Required action A: From the passage on schistosome stress experiments, list every time point at which worms were harvested in the oxidative stress experiment.
Required action B: Write a continuation of the passage on schistosome stress experiments that begins right after its final sentence.

Oxidative stress was induced in schistosomes using H₂O₂ [22]. Individual groups of 12 male and 12 female worms were each placed into six Petri dishes containing 5 mL enriched RPMI media and H₂O₂ added to a final concentration of 100 μM. Worms were then incubated at 37°C and harvested after 0 (prior to the addition of H₂O₂), 5, 15, 30, 60, and 240 min as described above.

Each of these experiments was performed in duplicate.

2.3. Reference RNA

Six to seven weeks after infection of female SW mice, schistosomes were collected by cardiac perfusion to provide a universal reference RNA for the normalization of gene expression data in both the heat-shock and oxidative stress experiments. A universal reference RNA should provide a positive hybridization signal at as many elements on a microarray as possible [23]. To achieve this we mixed total RNA from untreated worms incubated at 37°C for 4.0 h (approximately 99% of the final amount) with that of worms incubated at 42°C for 4.0 h, along with worms treated with pathogen associated molecular patterns (PAMPs; 50 μg/mL lipopolysaccharide derived from Escherichia coli, 50 μg/mL peptidoglycan from Staphylococcus aureus and 50 μg/mL laminarin from Laminaria digitata) for 6.0 h at 37°C and a group treated with a sub-lethal dose of PZQ (50 μg/mL) for 0.5 h at 37°C.

Given entries:

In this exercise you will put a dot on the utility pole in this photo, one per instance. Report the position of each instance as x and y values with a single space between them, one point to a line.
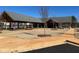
44 16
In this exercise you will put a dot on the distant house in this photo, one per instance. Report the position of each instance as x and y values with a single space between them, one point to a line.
13 20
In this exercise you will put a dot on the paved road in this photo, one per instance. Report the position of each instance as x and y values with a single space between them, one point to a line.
64 48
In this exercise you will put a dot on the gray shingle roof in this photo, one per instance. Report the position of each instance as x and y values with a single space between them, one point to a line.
20 17
62 19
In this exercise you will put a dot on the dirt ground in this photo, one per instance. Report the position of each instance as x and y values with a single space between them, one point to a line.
25 40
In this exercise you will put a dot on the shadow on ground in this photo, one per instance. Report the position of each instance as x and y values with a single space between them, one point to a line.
64 48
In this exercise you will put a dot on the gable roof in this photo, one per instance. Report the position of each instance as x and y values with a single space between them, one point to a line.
20 17
62 19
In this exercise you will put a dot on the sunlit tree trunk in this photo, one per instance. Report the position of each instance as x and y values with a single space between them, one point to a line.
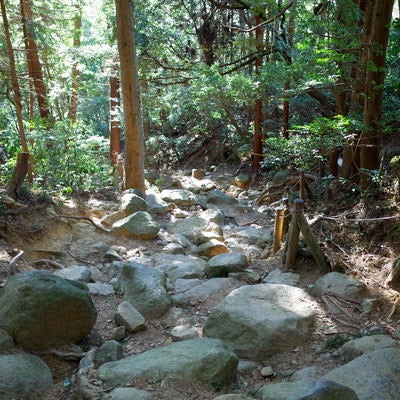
73 105
33 61
134 141
14 79
258 117
286 104
115 125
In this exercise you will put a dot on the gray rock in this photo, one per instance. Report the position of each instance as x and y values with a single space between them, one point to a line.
184 332
223 264
233 396
193 291
217 197
212 248
6 341
254 235
131 202
129 317
340 284
327 390
139 225
310 374
41 310
23 377
75 273
356 347
145 289
199 228
374 375
284 390
285 278
101 289
262 320
156 205
204 359
128 394
180 197
174 248
179 266
108 351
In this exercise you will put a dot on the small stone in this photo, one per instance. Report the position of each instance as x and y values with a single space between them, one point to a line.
118 333
267 372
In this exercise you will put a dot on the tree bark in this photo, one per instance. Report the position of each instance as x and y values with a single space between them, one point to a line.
375 56
258 136
73 105
13 187
134 141
33 61
115 123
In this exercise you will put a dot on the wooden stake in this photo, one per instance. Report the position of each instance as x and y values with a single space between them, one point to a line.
294 234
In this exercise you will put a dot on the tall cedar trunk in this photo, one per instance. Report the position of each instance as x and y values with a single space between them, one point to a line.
73 104
257 136
351 152
14 79
371 136
34 64
134 141
115 124
286 104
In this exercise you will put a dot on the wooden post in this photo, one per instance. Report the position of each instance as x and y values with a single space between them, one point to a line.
13 187
294 234
313 244
278 228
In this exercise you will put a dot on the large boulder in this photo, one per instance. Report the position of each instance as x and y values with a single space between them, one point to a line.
145 289
23 377
41 310
204 360
261 320
337 283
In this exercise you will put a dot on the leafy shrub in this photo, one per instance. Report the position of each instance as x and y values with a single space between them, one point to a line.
69 157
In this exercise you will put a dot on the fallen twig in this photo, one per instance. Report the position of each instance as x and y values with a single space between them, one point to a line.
48 263
15 259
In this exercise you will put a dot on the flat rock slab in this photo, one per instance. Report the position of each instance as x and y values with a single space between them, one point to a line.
375 375
204 359
23 376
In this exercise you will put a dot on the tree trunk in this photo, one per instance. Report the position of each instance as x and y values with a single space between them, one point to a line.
115 124
13 187
376 46
134 141
14 79
73 105
34 64
257 136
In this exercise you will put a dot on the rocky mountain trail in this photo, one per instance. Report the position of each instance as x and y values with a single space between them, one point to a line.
190 302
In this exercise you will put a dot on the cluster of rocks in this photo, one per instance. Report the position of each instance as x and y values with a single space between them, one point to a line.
252 317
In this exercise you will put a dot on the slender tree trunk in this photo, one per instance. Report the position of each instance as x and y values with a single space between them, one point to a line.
376 47
115 125
33 61
258 136
14 79
134 141
73 105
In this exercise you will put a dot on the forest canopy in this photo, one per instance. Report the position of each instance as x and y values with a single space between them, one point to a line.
305 84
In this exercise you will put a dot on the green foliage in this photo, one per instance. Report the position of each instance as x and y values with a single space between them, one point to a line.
69 158
309 143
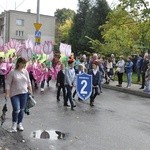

Response box A: 0 min, 5 min, 15 min, 30 min, 60 min, 240 min

Response box B:
2.4. RNA extraction

RNA was isolated from thawed worms using an RNeasy^® Mini kit (Qiagen) according to the manufacturer’s instructions, eluted with 30 μL of RNase free distilled water (dH₂O) and quantified using a NanoDrop® ND-1000 spectrophotometer using ND-1000 3.3 software (NanoDrop Technologies). RNA integrity was evaluated using an Agilent 2100 Bioanalyzer with a RNA 6000 Nano LabChip® Kit (Agilent Technologies).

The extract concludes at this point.